We human beings tend to set a lot of store by the idea of morality (well, most of us anyway), and it is generally accepted that having a strong code of morals is a good thing. Even if many of us have never exactly qualified what we consider to be right or wrong, the majority of people have at least a basic idea of what they consider morally acceptable and a significant number are willing to make their moral standpoint on various issues very well known to anyone who doesn’t want to listen (internet, I’m looking at you again). One of the key features considered to be integral to such a moral code is the idea of rigidity and having fixed rules. Much like law, morality should ideally be inflexible, passing equal judgement on the same situation regardless of who is involved, how you’re feeling at the time and other outside factors. If only to avoid being accused of hypocrisy, social law dictates that one ‘should’ pass equal moral judgement on both your worst enemy and your spouse, and such a stringent dedication to ‘justice’ is a prized concept among those with strong moral codes.

However, human beings are nothing if not inconsistent, and even the strongest and most vehemently held ideas have a habit of withering in the face of context. One’s moral code is no exception, and with that in mind, let’s talk about cats.

▶ [PROBLEM SET]:
1. Reproduce the morality passage word for word from "However, human beings" to "talk about cats.".
2. Write the next part of the passage on morality, carrying on right after its final sentence.

▶ [DATASET CONTENT]:

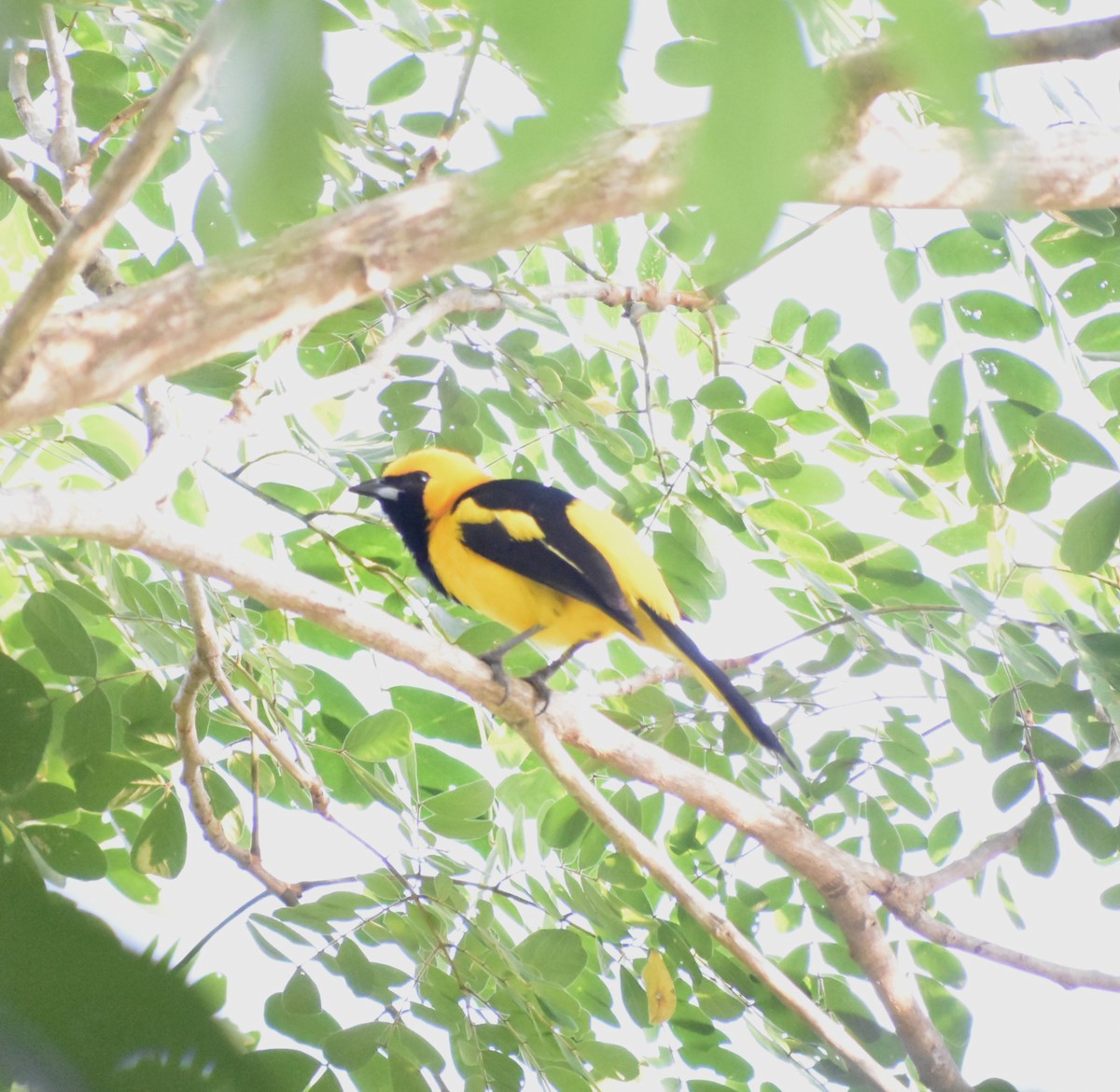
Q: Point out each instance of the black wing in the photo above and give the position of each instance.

▶ [WRITTEN ANSWERS]:
1.
However, human beings are nothing if not inconsistent, and even the strongest and most vehemently held ideas have a habit of withering in the face of context. One’s moral code is no exception, and with that in mind, let’s talk about cats.

2.
Consider a person- call him a socialist, if you like that sort of description. Somebody who basically believes that we should be doing our bit to help our fellow man. Someone who buys The Big Issue, donates to charity, and gives their change to the homeless. They take the view that those in a more disadvantaged position should be offered help, and they live and share this view on a daily basis.

Now, consider what happens when, one day, said person is having a barbecue and a stray cat comes into the garden. Such strays are, nowadays, uncommon in suburban Britain, but across Europe (the Mediterranean especially), there may be hundreds of them in a town (maybe the person’s on holiday). Picture one such cat- skinny, with visible ribs, unkempt and patchy fur, perhaps a few open sores. A mangy, quite pathetic creature, clinging onto life through a mixture of tenacity and grubbing for scraps, it enters the garden and makes its way towards the man and his barbecue.

Human beings, especially modern-day ones, leave quite a wasteful and indulgent existence. We certainly do not need the vast majority of the food we produce and consume, and could quite happily do without a fair bit of it. A small cat, by contrast, can survive quite happily for at least day on just one small bowl of food, or a few scraps of meat. From a neutral, logical standpoint, therefore, the correct and generous thing to do according to this person’s moral standpoint, would be to throw the cat a few scraps and sleep comfortably with a satisfied conscience that evening. But, all our person sees is a mangy street cat, a dirty horrible stray that they don’t want anywhere near them or their food, so they do all they can to kick, scream, shout, throw water and generally drive a starving life form after just a few scraps away from a huge pile of pristine meat, much of which is likely to go to waste.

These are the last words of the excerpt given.